아래 데이터에서 "white"라는 문자열이 들어 있는 줄을 모두 걸러 내어 옮겨 적으세요. 대문자와 소문자는 구별합니다.

(경계 상자 데이터 발췌)

------------------------------------------------------------

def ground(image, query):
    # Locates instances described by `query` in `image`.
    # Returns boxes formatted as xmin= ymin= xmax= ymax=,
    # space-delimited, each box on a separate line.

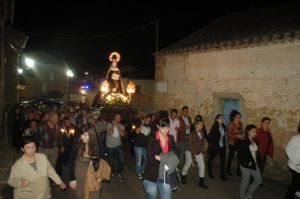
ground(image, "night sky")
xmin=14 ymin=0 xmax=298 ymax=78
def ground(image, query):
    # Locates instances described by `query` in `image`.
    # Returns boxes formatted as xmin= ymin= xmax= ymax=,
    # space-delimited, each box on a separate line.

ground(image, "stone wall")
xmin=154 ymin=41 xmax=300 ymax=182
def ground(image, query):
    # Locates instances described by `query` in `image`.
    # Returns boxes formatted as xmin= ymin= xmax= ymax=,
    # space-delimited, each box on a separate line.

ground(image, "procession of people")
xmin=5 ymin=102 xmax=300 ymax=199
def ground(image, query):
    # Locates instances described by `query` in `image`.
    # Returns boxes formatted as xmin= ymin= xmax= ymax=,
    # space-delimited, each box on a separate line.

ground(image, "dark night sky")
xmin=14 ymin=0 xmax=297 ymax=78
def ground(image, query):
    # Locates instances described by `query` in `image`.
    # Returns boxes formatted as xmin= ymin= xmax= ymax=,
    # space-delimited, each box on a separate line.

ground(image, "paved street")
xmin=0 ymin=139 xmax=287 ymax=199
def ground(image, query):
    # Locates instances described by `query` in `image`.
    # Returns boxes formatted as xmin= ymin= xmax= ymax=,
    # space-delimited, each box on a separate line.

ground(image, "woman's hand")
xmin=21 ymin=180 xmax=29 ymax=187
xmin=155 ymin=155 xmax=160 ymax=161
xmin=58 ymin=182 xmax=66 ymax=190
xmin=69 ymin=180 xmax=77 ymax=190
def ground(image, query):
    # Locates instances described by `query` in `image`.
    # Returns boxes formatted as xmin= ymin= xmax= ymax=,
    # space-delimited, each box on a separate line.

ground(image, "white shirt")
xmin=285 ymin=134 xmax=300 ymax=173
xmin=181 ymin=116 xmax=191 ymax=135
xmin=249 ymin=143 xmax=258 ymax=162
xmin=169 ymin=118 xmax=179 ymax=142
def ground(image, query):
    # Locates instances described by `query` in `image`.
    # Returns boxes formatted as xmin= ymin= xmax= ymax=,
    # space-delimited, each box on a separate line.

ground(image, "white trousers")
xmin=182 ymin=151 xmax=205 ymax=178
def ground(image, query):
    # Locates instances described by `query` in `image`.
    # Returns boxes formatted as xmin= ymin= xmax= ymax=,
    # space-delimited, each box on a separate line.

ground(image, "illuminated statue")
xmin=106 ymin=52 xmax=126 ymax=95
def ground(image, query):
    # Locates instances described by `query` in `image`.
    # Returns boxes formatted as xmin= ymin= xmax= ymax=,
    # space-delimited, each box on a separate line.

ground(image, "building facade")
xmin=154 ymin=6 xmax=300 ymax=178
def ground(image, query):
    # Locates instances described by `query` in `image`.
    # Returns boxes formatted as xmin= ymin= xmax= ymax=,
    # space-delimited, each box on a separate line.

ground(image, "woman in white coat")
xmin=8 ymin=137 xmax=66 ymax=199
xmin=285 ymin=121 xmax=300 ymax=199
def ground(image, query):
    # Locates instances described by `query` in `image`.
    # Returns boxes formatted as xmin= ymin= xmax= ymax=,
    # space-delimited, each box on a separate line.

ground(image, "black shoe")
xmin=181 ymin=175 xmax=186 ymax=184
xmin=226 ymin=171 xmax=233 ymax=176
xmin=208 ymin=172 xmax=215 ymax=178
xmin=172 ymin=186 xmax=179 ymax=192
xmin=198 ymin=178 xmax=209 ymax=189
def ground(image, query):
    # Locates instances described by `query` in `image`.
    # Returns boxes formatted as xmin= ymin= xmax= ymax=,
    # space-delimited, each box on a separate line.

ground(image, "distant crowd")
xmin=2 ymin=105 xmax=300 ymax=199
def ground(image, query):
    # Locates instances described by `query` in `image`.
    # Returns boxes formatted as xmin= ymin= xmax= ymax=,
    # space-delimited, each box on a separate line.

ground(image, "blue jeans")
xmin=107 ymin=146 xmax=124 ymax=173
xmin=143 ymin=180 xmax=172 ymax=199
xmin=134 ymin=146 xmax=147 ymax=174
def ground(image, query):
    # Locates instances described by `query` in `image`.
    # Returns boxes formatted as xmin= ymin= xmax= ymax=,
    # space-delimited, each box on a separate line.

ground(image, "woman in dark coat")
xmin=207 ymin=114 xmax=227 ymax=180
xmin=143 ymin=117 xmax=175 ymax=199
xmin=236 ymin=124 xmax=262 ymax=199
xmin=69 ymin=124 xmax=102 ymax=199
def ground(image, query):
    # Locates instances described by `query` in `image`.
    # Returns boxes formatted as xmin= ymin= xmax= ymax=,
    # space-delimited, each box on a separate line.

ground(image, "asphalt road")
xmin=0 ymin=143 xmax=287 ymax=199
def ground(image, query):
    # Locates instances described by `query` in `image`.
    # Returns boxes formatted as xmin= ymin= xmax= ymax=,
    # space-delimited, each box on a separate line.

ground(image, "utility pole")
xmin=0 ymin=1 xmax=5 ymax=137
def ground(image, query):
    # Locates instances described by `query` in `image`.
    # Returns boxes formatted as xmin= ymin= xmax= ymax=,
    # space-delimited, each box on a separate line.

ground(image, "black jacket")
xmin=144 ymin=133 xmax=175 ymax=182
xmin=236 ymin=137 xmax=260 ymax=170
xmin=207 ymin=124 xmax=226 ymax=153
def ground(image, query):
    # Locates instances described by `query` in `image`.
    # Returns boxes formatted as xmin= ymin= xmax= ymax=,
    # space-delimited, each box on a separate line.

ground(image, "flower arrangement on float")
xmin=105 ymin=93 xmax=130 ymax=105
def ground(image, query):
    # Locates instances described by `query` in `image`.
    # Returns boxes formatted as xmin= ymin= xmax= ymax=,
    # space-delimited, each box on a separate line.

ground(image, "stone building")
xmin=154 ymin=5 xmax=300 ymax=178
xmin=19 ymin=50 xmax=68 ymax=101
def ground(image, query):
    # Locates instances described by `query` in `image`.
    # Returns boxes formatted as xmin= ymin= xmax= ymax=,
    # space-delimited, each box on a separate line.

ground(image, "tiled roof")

------------------------------------------------------------

> _아래 답변_:
ground(image, "white shirt")
ground(image, "white trousers")
ground(image, "woman in white coat")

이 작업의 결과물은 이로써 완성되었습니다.